(Entries from a data source)
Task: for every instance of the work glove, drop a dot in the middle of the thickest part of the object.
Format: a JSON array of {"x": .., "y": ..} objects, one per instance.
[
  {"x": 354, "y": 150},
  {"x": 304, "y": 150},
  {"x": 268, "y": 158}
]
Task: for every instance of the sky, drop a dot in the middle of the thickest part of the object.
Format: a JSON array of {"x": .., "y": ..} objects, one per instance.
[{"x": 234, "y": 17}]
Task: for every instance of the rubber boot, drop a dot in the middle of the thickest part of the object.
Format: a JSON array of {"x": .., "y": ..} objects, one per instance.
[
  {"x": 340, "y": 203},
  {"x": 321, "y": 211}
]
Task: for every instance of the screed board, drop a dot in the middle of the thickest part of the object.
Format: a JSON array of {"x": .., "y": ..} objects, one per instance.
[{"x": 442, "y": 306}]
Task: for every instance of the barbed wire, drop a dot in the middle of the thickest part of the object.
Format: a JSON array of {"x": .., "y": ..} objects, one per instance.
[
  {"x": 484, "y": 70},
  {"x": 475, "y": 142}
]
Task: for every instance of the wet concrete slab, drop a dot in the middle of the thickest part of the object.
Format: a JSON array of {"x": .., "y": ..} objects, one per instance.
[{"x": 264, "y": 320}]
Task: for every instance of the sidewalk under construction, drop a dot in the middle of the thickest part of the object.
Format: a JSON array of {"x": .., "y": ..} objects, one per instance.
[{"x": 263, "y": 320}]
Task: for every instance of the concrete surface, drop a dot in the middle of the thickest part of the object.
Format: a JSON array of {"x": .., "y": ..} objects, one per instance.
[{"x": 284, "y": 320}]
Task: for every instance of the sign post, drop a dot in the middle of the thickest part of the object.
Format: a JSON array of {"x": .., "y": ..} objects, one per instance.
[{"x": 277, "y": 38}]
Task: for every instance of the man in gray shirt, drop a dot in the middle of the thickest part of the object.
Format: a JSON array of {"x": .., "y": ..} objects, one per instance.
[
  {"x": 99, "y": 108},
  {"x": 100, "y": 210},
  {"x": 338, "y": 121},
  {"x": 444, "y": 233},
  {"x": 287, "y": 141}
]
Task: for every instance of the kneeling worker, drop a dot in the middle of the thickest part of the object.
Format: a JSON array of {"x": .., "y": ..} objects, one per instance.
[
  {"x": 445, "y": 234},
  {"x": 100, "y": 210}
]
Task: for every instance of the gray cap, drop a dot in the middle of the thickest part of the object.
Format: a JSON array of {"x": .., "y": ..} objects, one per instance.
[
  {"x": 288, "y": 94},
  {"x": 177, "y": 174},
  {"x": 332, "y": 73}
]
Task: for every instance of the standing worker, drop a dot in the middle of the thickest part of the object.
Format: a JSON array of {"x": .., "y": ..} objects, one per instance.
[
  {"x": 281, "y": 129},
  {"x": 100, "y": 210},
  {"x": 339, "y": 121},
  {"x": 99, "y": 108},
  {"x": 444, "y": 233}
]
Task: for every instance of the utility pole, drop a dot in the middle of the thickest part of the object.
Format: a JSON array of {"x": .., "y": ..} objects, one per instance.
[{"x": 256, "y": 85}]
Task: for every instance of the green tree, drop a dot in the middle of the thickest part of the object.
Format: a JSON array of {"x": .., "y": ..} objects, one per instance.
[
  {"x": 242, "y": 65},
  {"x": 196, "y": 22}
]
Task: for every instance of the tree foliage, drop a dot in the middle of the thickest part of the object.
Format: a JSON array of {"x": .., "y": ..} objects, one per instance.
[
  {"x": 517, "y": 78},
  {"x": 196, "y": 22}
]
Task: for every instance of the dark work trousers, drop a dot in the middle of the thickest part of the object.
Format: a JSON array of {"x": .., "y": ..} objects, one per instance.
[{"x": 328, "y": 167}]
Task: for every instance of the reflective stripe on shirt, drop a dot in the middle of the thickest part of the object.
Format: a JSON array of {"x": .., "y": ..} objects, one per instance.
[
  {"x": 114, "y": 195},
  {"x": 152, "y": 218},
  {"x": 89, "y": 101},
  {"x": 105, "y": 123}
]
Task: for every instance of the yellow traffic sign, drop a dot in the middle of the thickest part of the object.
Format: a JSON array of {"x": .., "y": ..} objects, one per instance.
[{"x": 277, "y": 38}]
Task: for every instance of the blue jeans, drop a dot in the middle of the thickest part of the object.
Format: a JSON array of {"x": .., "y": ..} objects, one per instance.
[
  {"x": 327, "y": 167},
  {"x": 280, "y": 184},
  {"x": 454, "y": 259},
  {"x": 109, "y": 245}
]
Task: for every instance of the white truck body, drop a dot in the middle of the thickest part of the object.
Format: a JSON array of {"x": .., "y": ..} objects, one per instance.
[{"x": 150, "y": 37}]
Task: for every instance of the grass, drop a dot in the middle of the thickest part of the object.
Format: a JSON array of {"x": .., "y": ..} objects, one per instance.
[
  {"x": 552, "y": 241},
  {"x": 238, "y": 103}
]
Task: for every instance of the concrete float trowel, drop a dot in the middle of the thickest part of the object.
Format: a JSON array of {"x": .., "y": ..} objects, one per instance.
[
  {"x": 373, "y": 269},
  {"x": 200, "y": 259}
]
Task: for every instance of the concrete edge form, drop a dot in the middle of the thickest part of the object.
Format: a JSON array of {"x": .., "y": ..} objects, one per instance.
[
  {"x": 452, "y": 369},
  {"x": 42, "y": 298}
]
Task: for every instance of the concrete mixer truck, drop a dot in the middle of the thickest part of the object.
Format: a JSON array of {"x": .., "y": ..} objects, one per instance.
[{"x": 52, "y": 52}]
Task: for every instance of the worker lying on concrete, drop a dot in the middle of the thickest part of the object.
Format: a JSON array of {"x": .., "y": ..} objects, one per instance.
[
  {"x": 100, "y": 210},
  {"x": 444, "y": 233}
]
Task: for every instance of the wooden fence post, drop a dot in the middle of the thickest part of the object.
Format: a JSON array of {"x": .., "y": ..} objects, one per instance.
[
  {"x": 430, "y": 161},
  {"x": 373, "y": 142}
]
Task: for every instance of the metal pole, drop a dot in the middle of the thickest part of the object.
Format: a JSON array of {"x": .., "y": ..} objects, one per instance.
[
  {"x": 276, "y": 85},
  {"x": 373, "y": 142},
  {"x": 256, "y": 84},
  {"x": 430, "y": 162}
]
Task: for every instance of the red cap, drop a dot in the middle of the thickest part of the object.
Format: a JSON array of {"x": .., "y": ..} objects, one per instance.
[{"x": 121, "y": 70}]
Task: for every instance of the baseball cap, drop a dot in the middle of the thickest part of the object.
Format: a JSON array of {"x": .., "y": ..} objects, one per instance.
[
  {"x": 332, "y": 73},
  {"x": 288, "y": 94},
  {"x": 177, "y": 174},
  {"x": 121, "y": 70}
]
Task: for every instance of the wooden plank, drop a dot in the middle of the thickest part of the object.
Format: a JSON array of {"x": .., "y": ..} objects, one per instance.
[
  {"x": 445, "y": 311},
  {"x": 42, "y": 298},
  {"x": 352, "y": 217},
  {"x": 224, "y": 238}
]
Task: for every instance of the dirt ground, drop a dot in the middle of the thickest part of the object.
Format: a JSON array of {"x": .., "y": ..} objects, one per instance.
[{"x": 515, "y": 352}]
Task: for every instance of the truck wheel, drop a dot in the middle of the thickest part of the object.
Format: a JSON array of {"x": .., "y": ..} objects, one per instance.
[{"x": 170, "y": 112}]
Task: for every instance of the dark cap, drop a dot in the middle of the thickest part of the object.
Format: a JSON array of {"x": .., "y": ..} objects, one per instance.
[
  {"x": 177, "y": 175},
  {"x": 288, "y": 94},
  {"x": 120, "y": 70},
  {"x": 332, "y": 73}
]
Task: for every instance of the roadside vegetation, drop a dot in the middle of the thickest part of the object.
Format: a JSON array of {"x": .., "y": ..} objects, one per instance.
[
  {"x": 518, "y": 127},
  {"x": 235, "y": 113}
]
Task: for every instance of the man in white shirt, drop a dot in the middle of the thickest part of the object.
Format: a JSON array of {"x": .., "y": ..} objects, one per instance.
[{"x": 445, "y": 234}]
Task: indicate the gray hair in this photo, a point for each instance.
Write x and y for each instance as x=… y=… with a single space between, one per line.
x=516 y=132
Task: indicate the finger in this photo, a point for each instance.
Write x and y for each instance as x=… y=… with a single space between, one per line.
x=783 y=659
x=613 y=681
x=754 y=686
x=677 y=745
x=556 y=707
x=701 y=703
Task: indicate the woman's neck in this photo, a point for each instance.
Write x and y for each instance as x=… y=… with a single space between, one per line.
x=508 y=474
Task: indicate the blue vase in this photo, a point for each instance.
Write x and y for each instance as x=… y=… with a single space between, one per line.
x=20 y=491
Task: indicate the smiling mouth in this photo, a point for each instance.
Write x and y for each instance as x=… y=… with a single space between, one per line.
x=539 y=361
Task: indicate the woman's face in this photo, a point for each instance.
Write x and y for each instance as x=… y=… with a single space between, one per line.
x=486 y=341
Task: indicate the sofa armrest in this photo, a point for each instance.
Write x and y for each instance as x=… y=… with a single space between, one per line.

* **Exercise**
Turn the lines from the one containing "Task: indicate the smiling" through the end of the entries into a numbered list, leaving out any blank lines.

* **Exercise response**
1. Task: indicate the smiling mouth in this photo, a point for each instance.
2. Write x and y for each instance as x=… y=… with a single space between, one per line.
3. x=539 y=361
4. Task: indicate the woman's face in this photo, a point for each instance.
5. Write x and y for each instance as x=… y=… with a single space between, one per line.
6. x=486 y=341
7. Task: indicate the sofa armrest in this photo, a point for each instance.
8. Write x and y for each instance as x=… y=… with a single space between, one per line.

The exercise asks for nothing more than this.